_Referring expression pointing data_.
=-=-=

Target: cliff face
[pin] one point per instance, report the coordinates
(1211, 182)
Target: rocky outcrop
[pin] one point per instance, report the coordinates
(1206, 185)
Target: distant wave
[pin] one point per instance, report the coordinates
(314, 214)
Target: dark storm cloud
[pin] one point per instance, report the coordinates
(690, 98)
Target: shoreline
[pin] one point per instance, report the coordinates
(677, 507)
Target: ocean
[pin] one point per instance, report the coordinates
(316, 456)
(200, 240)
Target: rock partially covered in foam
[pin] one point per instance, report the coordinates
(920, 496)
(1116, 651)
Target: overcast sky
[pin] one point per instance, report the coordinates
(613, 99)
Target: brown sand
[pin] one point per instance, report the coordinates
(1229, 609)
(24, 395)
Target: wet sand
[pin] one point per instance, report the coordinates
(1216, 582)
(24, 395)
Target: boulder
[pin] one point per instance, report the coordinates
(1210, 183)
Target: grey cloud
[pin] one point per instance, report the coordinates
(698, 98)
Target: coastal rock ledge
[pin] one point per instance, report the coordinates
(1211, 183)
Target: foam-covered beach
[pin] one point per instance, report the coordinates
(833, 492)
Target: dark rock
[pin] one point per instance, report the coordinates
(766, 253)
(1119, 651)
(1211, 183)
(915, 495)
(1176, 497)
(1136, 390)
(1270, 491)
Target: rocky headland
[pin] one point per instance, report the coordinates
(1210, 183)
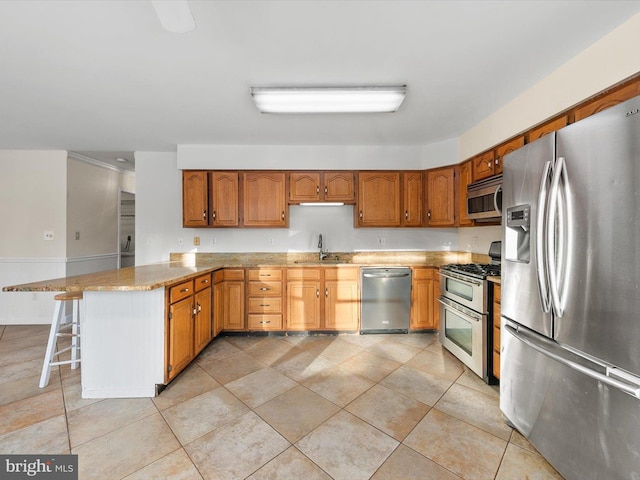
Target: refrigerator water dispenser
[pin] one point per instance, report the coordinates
(517, 234)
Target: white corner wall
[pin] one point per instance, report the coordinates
(607, 62)
(33, 199)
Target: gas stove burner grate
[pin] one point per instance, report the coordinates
(477, 270)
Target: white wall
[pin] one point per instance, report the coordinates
(159, 223)
(609, 61)
(33, 187)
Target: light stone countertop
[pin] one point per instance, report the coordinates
(184, 266)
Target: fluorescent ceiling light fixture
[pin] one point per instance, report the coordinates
(328, 99)
(174, 15)
(321, 204)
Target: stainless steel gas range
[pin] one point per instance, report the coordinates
(464, 312)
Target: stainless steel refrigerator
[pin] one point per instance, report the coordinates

=-=-=

_THE TASK_.
Go through the data above from its first line and copy each line exactly, stopping once the line with "Target: dark storm cloud" has been copied.

_ANSWER_.
Target: cliff face
[pin] one point per instance, report the coordinates
(1211, 182)
Target: rocky outcrop
[pin] one point per instance, report the coordinates
(1206, 185)
Target: distant wave
[pin] one point per instance, report the coordinates
(314, 214)
Target: dark storm cloud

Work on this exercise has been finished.